_THE REQUEST:_ Please quote the data below word for word, starting at the line that contains "Query: power line" and continuing through the final line of the data.

_EXERCISE INPUT:_

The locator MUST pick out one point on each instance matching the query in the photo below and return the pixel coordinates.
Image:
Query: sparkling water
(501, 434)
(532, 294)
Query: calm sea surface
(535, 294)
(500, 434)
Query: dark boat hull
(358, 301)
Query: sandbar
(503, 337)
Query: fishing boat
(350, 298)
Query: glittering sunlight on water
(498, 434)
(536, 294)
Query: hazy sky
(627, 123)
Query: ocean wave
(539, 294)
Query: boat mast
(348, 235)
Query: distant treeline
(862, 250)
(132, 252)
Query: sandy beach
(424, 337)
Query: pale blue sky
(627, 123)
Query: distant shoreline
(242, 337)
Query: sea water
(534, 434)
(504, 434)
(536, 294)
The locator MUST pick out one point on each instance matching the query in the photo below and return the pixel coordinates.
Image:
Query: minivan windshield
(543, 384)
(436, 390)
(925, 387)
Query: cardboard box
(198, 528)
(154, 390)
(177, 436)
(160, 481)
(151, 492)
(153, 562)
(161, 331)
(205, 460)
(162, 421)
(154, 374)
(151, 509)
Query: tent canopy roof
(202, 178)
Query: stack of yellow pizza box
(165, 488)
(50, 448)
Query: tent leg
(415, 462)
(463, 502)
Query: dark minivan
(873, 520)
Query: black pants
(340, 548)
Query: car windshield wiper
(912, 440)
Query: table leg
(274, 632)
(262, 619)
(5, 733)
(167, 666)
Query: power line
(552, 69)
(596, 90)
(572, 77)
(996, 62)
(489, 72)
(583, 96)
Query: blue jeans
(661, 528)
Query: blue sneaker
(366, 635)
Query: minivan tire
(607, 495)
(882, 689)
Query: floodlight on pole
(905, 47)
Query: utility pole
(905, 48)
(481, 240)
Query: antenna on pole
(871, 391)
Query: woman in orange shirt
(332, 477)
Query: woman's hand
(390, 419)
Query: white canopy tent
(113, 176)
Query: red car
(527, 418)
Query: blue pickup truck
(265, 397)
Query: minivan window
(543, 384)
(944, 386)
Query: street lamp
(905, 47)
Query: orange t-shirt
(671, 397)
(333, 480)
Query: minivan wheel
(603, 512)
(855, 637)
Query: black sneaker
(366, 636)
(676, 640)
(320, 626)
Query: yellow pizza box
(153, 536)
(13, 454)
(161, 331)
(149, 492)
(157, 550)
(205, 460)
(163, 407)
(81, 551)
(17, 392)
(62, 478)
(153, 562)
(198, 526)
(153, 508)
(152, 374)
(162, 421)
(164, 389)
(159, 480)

_FINAL RESULT:_
Query: power line
(552, 69)
(596, 90)
(572, 77)
(996, 62)
(489, 72)
(583, 96)
Query: blue jeans
(661, 528)
Query: blue sneaker
(366, 635)
Query: minivan tire
(607, 495)
(882, 689)
Query: floodlight on pole
(905, 47)
Query: utility pole
(905, 48)
(481, 240)
Query: antenna on pole
(871, 391)
Query: woman in orange shirt
(332, 477)
Query: woman's hand
(390, 419)
Query: white canopy tent
(113, 176)
Query: red car
(527, 418)
Query: blue pickup truck
(265, 397)
Query: minivan window
(543, 384)
(944, 386)
Query: street lamp
(905, 47)
Query: orange t-shirt
(671, 397)
(333, 480)
Query: minivan wheel
(603, 512)
(855, 637)
Query: black sneaker
(366, 636)
(676, 640)
(320, 626)
Query: yellow pizza box
(153, 536)
(13, 454)
(161, 331)
(149, 492)
(157, 550)
(205, 460)
(163, 407)
(81, 551)
(17, 392)
(62, 478)
(153, 562)
(198, 526)
(153, 508)
(152, 374)
(162, 421)
(164, 389)
(159, 480)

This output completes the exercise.